[Items from a dataset]

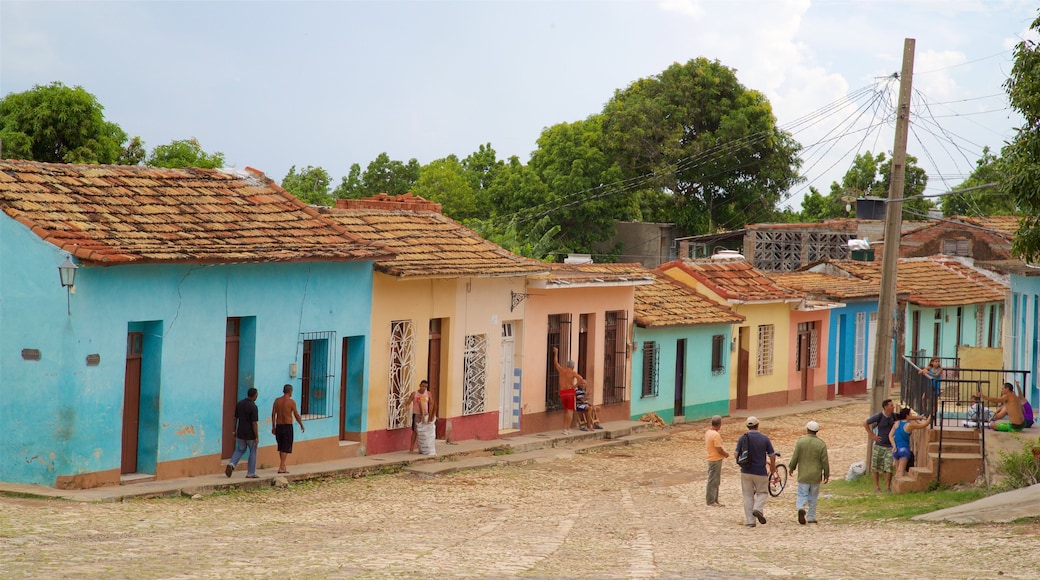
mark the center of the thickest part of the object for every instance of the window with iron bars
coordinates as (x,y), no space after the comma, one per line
(615,356)
(317,375)
(474,374)
(650,368)
(718,354)
(401,373)
(764,361)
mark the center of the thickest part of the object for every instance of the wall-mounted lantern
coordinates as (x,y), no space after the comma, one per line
(68,272)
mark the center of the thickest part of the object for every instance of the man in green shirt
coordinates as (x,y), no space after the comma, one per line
(810,454)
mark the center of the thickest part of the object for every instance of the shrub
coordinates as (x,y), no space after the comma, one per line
(1020,469)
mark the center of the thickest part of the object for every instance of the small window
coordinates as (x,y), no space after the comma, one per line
(764,366)
(317,375)
(718,344)
(650,364)
(957,247)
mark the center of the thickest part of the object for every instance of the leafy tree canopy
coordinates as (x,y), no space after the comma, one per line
(382,176)
(984,201)
(586,193)
(310,185)
(184,153)
(446,182)
(1021,156)
(57,124)
(695,132)
(868,177)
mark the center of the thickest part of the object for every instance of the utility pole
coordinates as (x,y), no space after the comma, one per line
(893,222)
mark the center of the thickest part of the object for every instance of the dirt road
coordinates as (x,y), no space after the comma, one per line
(619,512)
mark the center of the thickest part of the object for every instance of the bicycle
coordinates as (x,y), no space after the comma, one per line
(778,479)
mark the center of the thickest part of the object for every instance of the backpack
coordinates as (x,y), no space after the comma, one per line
(744,451)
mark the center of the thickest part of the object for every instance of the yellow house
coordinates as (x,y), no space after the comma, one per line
(780,349)
(586,311)
(445,309)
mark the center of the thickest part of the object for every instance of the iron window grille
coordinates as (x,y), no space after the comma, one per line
(651,362)
(474,374)
(718,354)
(401,372)
(318,374)
(764,361)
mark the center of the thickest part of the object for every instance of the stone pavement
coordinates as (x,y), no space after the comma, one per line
(450,457)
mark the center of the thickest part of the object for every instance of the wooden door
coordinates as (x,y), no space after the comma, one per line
(131,402)
(231,343)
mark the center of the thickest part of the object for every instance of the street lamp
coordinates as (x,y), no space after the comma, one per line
(68,272)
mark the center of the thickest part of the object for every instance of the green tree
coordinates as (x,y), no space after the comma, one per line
(696,132)
(349,186)
(446,182)
(310,185)
(586,190)
(184,153)
(1021,156)
(982,199)
(386,176)
(58,124)
(869,177)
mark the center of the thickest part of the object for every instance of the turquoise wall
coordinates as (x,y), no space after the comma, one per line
(704,394)
(62,417)
(841,362)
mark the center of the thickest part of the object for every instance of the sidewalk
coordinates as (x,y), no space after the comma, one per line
(450,457)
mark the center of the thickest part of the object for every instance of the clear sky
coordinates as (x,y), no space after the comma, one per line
(276,84)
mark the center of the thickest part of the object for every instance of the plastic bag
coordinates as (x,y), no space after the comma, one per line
(856,470)
(425,438)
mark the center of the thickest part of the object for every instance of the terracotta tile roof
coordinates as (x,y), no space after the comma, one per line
(426,243)
(115,214)
(828,286)
(667,302)
(736,281)
(1007,225)
(562,275)
(934,282)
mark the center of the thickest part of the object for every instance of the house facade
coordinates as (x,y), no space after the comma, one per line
(675,328)
(191,286)
(779,356)
(443,310)
(586,311)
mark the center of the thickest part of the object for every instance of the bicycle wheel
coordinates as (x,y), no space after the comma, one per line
(778,480)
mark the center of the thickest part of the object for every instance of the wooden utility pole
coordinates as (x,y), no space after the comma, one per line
(893,222)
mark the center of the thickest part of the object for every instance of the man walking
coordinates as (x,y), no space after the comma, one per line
(881,453)
(247,435)
(755,476)
(810,454)
(712,445)
(282,415)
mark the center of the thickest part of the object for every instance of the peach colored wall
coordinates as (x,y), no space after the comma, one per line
(542,302)
(469,307)
(819,389)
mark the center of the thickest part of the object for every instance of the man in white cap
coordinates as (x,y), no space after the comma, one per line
(754,477)
(810,454)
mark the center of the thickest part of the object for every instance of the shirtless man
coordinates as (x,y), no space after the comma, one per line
(1012,407)
(282,415)
(568,378)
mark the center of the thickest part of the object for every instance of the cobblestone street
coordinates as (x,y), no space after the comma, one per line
(617,512)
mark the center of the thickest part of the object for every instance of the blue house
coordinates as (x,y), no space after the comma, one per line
(1022,349)
(675,331)
(190,287)
(853,324)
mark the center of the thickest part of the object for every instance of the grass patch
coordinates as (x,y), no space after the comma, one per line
(857,501)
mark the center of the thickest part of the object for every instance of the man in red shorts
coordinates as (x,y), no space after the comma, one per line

*What the task asks*
Retype the records exactly. Any image in them should not appear in what you write.

*Correct response*
mark the center of the thickest part of the object for every instance of the window with iron bars
coordinates as (x,y), no space after the comma, one per line
(615,356)
(317,375)
(474,374)
(650,368)
(718,354)
(401,373)
(764,361)
mark the center of the thickest part of the object for every instance of the wall-mounted lantern
coordinates as (x,y), no space after the comma, one per line
(68,272)
mark the center of the thickest part of the object for every instance of the man in green shirt
coordinates as (x,y), no space after the comma, one per line
(810,454)
mark the center of the thickest part of the object for every instance of the shrub
coordinates as (x,y), no space after the comma, one per line
(1020,469)
mark the center of the thickest part of the object for every instance of the small window
coordinates as (x,y), no space after the comma, one per line
(764,366)
(317,375)
(718,344)
(650,364)
(957,247)
mark the center of the thickest part of the object for every instance of the leafy tree canopy
coordinates as (x,y), no space after the comma, one per line
(382,176)
(984,201)
(586,193)
(310,185)
(184,153)
(446,182)
(1021,156)
(57,124)
(695,132)
(868,177)
mark the center of the thickest part of the object for every instance of the utility pole
coordinates as (x,y), no space after the comma, one per line
(893,222)
mark the center of the thickest part of the object for every instance of the dirt road
coordinates as (x,y), no space after the comma, one per line
(619,512)
mark the center of the thickest part of the object for every instance of the bicycle
coordinates as (x,y), no space after the comma, one per line
(778,479)
mark the center of the thickest part of the object for every instance of the backpack
coordinates as (x,y), no space after the comma, one per line
(744,451)
mark the center of the thickest part of the object for every instance of the yellow house
coordinates as (x,y), no space after the comma, one per line
(780,349)
(586,311)
(445,309)
mark the center of the thickest part of the object for every instance of the iron window grille
coordinates as (x,y), no space after the comma, one per line
(651,362)
(474,374)
(718,354)
(401,372)
(318,374)
(764,361)
mark the center of the thickest part of the object for every instance of the stone pavement
coordinates as (x,y), no space after the comma, one per line
(450,457)
mark the center of the thickest part of the object for every instance of the wooden door
coordinates as (x,y), no space after the comma, one per line
(131,402)
(231,343)
mark the center of the thickest part of the object for every instance of the street lamp
coordinates as (x,y), no space after the comma, one per line
(68,272)
mark the center of the thickest part of the object for every instance of the green tree
coordinates as (x,y), no space after the comma, one per line
(696,132)
(349,186)
(446,182)
(310,185)
(586,190)
(184,153)
(1021,156)
(982,199)
(386,176)
(58,124)
(869,177)
mark the center of the thickest part of the object for every instance of the turquoise wall
coordinates as (x,y), no space after the comma, one per line
(704,394)
(62,417)
(841,362)
mark the center of the thickest part of the object for every instance of the sidewalk
coordinates as (x,y), no space after the comma, one per line
(450,457)
mark the center of the thickest part of the object for every instance of the clear sky
coordinates as (x,y), no space after the comma, one per line
(276,84)
mark the center of the thickest part of the object for every instance of the plastic bag
coordinates as (x,y), no space after the comma, one per line
(856,470)
(425,438)
mark the center of the thickest part of the object for every instance of the terracotta tile roof
coordinates as (x,y), no space after the comma, one per line
(426,243)
(115,214)
(828,286)
(667,302)
(736,281)
(1007,225)
(562,275)
(934,282)
mark the center of the thickest part of the object for every instance of the house facade
coordinates as (x,y), no space after the comma, one per line
(675,328)
(191,286)
(779,356)
(443,310)
(586,311)
mark the center of the thickest part of the object for every instance of the bicycle wheel
coordinates as (x,y), no space after the comma, one per line
(778,480)
mark the center of the thickest part of the object for every instance of the wooden utility pole
coordinates as (x,y), no space after the comma, one per line
(893,222)
mark the center of the thickest part of the object for every instance of the man walking
coordinates as (x,y), no space after the comma, one per line
(881,453)
(247,435)
(755,476)
(810,454)
(712,445)
(282,415)
mark the center of the thickest part of the object for every instance of the peach colored wall
coordinates as (x,y), no space after the comma, one per line
(542,302)
(469,307)
(819,389)
mark the center of the thickest part of the object for every instance of the man in white cap
coordinates as (x,y), no space after the comma, one per line
(754,477)
(810,454)
mark the center of the thickest part of the object for every instance of the shirtless man
coordinates as (x,y), no space after the comma, one per line
(1012,407)
(282,415)
(568,378)
mark the center of the thickest part of the object for every instance of the cobblestone street
coordinates as (x,y), no space after the comma, one per line
(617,512)
mark the center of the thickest part of the object for every instance of the blue house
coordinates as (x,y), no space after the comma, one per line
(1022,349)
(675,331)
(190,287)
(853,324)
mark the center of the thickest part of the object for every instance of the grass patch
coordinates as (x,y), no space after the comma, one per line
(857,501)
mark the center of the thickest part of the object for every instance of the man in red shorts
coordinates as (x,y), no space after the comma, one per line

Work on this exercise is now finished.